>> BEGIN INFORMATION GIVEN

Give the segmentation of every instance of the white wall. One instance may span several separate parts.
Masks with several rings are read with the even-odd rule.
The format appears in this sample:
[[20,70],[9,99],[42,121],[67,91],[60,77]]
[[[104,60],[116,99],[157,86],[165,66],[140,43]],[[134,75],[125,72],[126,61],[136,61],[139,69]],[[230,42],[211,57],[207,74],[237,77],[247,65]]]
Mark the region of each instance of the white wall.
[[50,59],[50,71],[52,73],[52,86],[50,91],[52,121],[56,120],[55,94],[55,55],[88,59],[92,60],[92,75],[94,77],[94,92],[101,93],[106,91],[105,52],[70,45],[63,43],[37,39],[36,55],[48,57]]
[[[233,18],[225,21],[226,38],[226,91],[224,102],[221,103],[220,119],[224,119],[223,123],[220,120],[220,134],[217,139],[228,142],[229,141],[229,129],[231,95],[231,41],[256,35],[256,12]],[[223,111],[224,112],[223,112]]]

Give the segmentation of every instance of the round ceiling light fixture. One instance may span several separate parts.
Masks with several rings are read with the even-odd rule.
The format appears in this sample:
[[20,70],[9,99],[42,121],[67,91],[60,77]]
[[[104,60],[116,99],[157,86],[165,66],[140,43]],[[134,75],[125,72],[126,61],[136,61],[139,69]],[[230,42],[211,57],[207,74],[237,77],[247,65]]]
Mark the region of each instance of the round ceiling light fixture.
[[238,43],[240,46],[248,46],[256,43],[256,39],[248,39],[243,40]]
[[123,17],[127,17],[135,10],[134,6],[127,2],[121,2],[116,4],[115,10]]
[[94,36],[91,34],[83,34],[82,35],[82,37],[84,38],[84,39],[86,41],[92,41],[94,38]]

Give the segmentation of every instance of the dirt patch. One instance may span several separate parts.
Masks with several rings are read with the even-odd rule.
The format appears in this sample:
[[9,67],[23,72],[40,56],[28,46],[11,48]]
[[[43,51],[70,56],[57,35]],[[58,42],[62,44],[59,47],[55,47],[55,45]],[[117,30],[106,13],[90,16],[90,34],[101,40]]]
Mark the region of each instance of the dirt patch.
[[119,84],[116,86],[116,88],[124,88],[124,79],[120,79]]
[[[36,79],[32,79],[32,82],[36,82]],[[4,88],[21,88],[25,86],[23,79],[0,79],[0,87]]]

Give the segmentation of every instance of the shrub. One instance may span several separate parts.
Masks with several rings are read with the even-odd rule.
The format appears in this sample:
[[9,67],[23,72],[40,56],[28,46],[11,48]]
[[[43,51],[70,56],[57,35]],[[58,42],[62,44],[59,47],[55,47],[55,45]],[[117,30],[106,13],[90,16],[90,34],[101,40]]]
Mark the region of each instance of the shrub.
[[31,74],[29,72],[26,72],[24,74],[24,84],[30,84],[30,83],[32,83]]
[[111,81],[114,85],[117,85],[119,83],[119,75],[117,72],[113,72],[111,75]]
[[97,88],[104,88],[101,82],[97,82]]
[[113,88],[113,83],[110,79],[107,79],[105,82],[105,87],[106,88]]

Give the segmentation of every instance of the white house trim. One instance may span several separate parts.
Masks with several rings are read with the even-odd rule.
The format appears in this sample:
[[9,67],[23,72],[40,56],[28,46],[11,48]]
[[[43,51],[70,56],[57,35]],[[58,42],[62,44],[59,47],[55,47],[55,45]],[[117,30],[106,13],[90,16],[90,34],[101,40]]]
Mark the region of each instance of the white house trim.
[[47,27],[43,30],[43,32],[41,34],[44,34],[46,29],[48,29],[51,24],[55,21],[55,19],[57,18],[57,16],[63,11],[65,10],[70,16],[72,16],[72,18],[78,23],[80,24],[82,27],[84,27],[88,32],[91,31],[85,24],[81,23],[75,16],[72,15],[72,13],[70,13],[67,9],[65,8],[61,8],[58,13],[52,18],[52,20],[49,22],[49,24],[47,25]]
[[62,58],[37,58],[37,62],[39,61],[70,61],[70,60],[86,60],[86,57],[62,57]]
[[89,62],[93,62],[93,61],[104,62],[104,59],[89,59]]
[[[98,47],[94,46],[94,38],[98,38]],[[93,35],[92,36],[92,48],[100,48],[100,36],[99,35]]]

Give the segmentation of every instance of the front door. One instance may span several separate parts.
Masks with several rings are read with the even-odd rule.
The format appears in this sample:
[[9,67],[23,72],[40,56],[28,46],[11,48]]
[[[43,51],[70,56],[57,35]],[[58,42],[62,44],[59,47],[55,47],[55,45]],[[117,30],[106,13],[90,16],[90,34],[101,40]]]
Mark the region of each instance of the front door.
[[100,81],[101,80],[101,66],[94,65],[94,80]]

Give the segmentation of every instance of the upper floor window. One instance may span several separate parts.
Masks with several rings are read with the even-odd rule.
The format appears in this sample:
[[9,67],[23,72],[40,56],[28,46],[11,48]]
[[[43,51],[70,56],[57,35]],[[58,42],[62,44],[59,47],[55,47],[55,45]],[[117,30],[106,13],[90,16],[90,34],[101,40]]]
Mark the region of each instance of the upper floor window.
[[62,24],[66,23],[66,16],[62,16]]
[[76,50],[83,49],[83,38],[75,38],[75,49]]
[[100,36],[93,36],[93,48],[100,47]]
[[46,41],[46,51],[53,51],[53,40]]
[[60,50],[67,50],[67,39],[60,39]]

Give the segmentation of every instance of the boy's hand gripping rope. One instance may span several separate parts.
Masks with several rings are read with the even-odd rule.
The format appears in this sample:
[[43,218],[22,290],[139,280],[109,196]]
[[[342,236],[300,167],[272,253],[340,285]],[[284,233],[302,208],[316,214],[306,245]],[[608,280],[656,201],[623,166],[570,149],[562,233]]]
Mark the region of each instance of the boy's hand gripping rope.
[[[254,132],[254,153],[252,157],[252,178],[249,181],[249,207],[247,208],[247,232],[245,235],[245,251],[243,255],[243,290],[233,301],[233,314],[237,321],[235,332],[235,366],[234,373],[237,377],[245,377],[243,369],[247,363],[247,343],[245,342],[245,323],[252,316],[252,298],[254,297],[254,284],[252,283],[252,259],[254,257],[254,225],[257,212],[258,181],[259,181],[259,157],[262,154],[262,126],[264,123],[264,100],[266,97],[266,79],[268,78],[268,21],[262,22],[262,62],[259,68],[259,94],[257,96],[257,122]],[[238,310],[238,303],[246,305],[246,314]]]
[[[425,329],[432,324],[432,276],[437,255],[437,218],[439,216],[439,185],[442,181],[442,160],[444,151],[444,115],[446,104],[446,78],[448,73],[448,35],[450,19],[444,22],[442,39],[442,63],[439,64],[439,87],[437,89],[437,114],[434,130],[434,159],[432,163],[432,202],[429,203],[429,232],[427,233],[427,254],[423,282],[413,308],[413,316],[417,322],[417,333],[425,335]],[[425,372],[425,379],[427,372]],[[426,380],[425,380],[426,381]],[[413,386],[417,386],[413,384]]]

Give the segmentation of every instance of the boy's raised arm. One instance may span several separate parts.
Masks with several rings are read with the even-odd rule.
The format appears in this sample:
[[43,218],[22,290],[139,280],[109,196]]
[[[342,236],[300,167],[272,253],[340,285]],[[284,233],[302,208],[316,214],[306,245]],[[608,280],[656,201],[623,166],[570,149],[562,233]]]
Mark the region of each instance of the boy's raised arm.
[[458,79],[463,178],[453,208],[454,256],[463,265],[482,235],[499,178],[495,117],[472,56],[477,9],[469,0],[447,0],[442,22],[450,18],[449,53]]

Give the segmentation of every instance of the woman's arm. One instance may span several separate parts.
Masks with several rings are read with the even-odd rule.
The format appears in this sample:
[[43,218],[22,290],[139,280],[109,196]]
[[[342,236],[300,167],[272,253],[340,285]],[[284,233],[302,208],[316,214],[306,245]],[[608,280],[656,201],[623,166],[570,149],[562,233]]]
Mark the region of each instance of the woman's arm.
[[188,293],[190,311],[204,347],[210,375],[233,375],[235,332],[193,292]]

>> END INFORMATION GIVEN

Rewrite the lines from the one containing "Give the segmentation of every instance of the shrub." through the one containing "[[100,81],[101,80],[101,66],[94,65],[94,80]]", inclusive, with "white house trim" replaced by "exterior trim" and all else left unchanged.

*SOLUTION TO THIS TASK*
Give the segmentation of every instance of the shrub. One instance may span several separate parts.
Masks with several rings are read with the even-odd rule.
The format appears in this sample:
[[9,67],[23,72],[40,56],[28,46],[11,48]]
[[[43,51],[70,56],[57,35]],[[58,42],[62,44],[59,47],[55,47],[55,45]],[[117,30],[106,13],[90,16],[90,34],[101,40]]]
Mark the region of each instance of the shrub.
[[31,74],[29,72],[26,72],[24,74],[24,84],[30,84],[30,83],[32,83]]
[[111,81],[114,85],[117,85],[119,83],[119,75],[117,72],[113,72],[111,75]]
[[97,88],[104,88],[101,82],[97,82]]
[[113,88],[113,83],[110,79],[107,79],[105,82],[105,87],[106,88]]

Give the segmentation of every instance of the exterior trim. One instance may span several separate parts.
Masks with several rings are read with the even-odd rule.
The format appears in this sample:
[[9,67],[23,72],[40,56],[28,46],[11,48]]
[[[43,51],[70,56],[57,35]],[[58,42],[62,44],[59,47],[55,47],[55,45]],[[117,30],[106,13],[90,16],[90,34],[101,40]]]
Mark the region of each instance of the exterior trim.
[[47,27],[43,30],[43,32],[41,34],[44,34],[46,29],[48,29],[51,24],[55,21],[55,19],[57,18],[57,16],[63,11],[65,10],[70,16],[72,16],[72,18],[78,23],[80,24],[82,27],[84,27],[88,32],[91,31],[85,24],[81,23],[75,16],[72,15],[72,13],[70,13],[67,9],[65,8],[61,8],[58,13],[52,18],[52,20],[49,22],[49,24],[47,25]]
[[62,58],[37,58],[37,62],[39,61],[70,61],[70,60],[86,60],[86,57],[62,57]]
[[89,62],[93,62],[93,61],[104,62],[104,59],[89,59]]
[[[98,47],[94,46],[94,38],[98,38]],[[93,35],[92,36],[92,48],[100,48],[100,36],[99,35]]]

Give the segmentation of every instance of the front door. One instance may span several separate parts.
Masks with several rings are read with the even-odd rule.
The format appears in this sample:
[[9,67],[23,72],[40,56],[28,46],[11,48]]
[[[43,51],[70,56],[57,35]],[[58,42],[62,44],[59,47],[55,47],[55,45]],[[117,30],[106,13],[90,16],[90,34],[101,40]]]
Mark the region of each instance of the front door.
[[100,81],[101,80],[101,66],[94,65],[94,80]]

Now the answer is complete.